## TASK DIRECTIONS
Reproduce the whole listing below word for word, keeping every line in its original order.

━━ RECORDS FOR THIS TASK

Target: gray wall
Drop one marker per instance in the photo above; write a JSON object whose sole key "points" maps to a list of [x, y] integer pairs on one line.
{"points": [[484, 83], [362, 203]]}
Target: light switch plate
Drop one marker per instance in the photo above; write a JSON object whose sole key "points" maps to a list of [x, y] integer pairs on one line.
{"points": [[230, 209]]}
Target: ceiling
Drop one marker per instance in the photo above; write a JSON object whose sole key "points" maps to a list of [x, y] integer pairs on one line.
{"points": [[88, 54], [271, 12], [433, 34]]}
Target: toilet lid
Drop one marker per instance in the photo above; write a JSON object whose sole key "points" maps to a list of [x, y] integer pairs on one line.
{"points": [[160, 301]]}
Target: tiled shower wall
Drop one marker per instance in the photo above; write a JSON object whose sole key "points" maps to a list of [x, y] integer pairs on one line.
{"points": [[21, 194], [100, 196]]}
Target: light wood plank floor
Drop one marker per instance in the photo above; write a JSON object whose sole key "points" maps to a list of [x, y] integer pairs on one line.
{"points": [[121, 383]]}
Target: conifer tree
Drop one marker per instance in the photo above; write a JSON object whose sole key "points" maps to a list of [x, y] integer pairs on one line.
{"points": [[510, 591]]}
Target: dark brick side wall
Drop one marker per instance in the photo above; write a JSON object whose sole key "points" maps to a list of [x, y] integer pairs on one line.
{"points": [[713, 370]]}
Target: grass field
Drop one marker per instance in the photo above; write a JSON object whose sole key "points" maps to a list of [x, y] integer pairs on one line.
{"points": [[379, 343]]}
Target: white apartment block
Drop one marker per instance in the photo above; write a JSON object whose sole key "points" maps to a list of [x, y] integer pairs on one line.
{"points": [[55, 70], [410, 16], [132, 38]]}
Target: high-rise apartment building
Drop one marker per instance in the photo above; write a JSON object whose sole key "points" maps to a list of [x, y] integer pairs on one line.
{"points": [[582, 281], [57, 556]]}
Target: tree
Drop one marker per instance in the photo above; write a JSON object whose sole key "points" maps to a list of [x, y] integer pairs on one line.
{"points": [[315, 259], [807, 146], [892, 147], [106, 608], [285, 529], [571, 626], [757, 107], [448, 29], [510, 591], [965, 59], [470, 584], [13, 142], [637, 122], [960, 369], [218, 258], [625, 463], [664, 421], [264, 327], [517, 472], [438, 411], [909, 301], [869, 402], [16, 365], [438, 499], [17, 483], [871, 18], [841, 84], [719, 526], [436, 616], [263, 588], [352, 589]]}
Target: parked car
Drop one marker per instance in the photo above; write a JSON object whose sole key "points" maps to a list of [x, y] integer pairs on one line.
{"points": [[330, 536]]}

━━━━

## THE REPLY
Target: gray wall
Drop one marker per instance in the photo above; write a JSON object whose sole key "points" maps to a list of [x, y] integer pairs on one line.
{"points": [[484, 83], [362, 203]]}
Target: light switch plate
Drop one marker per instance in the photo above; write a JSON object whose sole key "points" maps to a list of [x, y] integer pairs on one line.
{"points": [[230, 209]]}
Target: ceiling
Drop one marker per instance in the photo above; write a JSON object whose sole key "points" maps to a list of [x, y] integer pairs on one line.
{"points": [[88, 54], [271, 12], [433, 34]]}
Target: toilet lid
Drop one marker per instance in the photo above; write a JSON object whose sole key "points" maps to a list of [x, y] integer pairs on one line.
{"points": [[160, 301]]}
Target: tiled shower wall
Drop one marker per instance in the photo above; write a JSON object whose sole key "points" maps to a list of [x, y] integer pairs on one line.
{"points": [[21, 194], [100, 196]]}
Target: light wood plank floor
Drop one marker per instance in the photo above; write a JSON object whose sole key "points" maps to a list of [x, y] integer pairs on one line.
{"points": [[121, 383]]}
Target: conifer tree
Drop one marker per instance in the photo above; write a JSON object whose sole key "points" maps to a list of [x, y] integer pairs on one line.
{"points": [[510, 591]]}
Target: dark brick side wall
Drop one marker per instance in the photo above; write a JSON object whose sole key "points" maps to a list of [x, y] integer pairs on one line.
{"points": [[713, 370]]}
Target: grass field
Drop one marker per instance in the photo above; write a JSON object whose sole key "points" maps to a list of [x, y] integer pairs on one line.
{"points": [[379, 343]]}
Target: white apartment block
Drop one marker per instance in the photo above; write a JSON object whose sole key "points" maps to a list of [x, y] integer pairs on one line.
{"points": [[55, 70], [410, 16], [132, 38]]}
Target: high-rise apartment building
Drop one marker per instance in the photo above; write a JSON object whose sole key "points" maps to a list of [x, y] integer pairs on one line.
{"points": [[582, 281], [57, 556]]}
Target: tree
Drop one marker per instance in the photo above; write a JSON object whose sole key "points" maps to a list of [x, y] integer pairs on one line.
{"points": [[315, 259], [807, 146], [892, 147], [106, 608], [285, 529], [571, 626], [757, 107], [448, 29], [510, 591], [965, 59], [470, 584], [13, 142], [637, 122], [960, 369], [218, 258], [625, 463], [664, 421], [264, 327], [517, 472], [438, 411], [909, 301], [869, 402], [16, 365], [438, 499], [17, 483], [871, 18], [841, 84], [719, 526], [436, 616], [263, 588], [352, 589]]}
Target: parked car
Drop one marker per instance in the photo above; write a JSON object whose sole key "points" maps to a list of [x, y] integer pairs on one line.
{"points": [[330, 536]]}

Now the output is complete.